--- start Supplied passage ---

Statalist


[Date Prev][Date Next][Thread Prev][Thread Next][Date index][Thread index]

RE: st: Weights


From   "Martin Weiss" <martin.weiss@uni-tuebingen.de>
To   <statalist@hsphsun2.harvard.edu>
Subject   RE: st: Weights
Date   Wed, 30 Apr 2008 17:41:47 +0200

Austin,

if only I could open the file and compress it... I have the latest gear in
terms of hard- and software (MP/2 10.0 64 bit, 4GB RAM, Vista Business 64
bit, ...) but it is next to impossible to open the 5.5 GB file. Virtual mem
makes things so slow it takes all the fun out of it... So I am stuck in a
bit of a quandary.

--- end Supplied passage ---
--- start Dataset records ---

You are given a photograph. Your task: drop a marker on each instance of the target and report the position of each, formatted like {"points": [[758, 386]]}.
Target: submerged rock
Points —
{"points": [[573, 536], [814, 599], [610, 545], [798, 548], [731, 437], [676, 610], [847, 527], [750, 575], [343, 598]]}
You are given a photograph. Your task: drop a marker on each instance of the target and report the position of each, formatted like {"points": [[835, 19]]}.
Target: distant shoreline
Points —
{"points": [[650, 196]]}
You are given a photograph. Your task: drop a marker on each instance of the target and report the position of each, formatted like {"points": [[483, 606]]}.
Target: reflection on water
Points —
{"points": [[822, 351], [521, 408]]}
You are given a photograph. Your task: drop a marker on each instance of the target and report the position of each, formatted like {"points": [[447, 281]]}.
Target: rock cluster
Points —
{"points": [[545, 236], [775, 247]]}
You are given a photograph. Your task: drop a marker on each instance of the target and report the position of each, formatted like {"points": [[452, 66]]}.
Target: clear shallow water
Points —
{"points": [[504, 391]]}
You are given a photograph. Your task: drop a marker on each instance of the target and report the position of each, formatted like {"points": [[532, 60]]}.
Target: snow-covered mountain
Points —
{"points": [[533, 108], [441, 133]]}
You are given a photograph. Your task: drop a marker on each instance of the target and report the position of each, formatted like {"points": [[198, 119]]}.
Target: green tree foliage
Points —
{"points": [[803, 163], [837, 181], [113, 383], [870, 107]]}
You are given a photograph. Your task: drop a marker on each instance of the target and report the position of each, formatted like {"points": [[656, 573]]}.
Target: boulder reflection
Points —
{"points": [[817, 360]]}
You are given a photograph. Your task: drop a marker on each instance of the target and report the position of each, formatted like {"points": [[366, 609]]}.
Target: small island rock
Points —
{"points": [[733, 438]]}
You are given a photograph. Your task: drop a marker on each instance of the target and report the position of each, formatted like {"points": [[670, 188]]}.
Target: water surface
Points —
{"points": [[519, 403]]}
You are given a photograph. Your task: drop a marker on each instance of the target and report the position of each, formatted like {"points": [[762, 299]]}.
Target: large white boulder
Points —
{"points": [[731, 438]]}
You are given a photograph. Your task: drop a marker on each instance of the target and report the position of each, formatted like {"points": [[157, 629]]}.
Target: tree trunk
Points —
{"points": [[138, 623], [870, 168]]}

--- end Dataset records ---

[Jobs]
1 > Count how many lines in the rows contain the string "tree". Reply with the number only.
2 > Carry the Statalist message about the 5.5 GB file forward from its final sentence.

[Answers per task]
1 > 2

2 >
Martin Weiss
_________________________________________________________________

Diplom-Kaufmann Martin Weiss
Mohlstrasse 36
Room 415
72074 Tuebingen
Germany

Fon: 0049-7071-2978184

Home: http://www.wiwi.uni-tuebingen.de/cms/index.php?id=1130

Publications: http://www.wiwi.uni-tuebingen.de/cms/index.php?id=1131

SSRN: http://papers.ssrn.com/sol3/cf_dev/AbsByAuth.cfm?per_id=669945


-----Original Message-----
From: owner-statalist@hsphsun2.harvard.edu
[mailto:owner-statalist@hsphsun2.harvard.edu] On Behalf Of Austin Nichols
Sent: Wednesday, April 30, 2008 5:27 PM
To: statalist@hsphsun2.harvard.edu
Subject: Re: st: Weights

Martin Weiss <martin.weiss@uni-tuebingen.de>

SPSS is using the wrong type of weight, and therefore will give you
incorrect standard errors.  See -help weights- and -help svy- and the
manuals for more.

Perhaps the large size of the Stata file is due to all variables being
stored as doubles?  Try -compress- on an extract and see -help
datatypes-.

Note that -mean- restricts to obs where all vars are nonmissing, so
instead of e.g.

ds, has(type numeric)
loc num `r(varlist)'
mean `num'

try

ds, has(type numeric)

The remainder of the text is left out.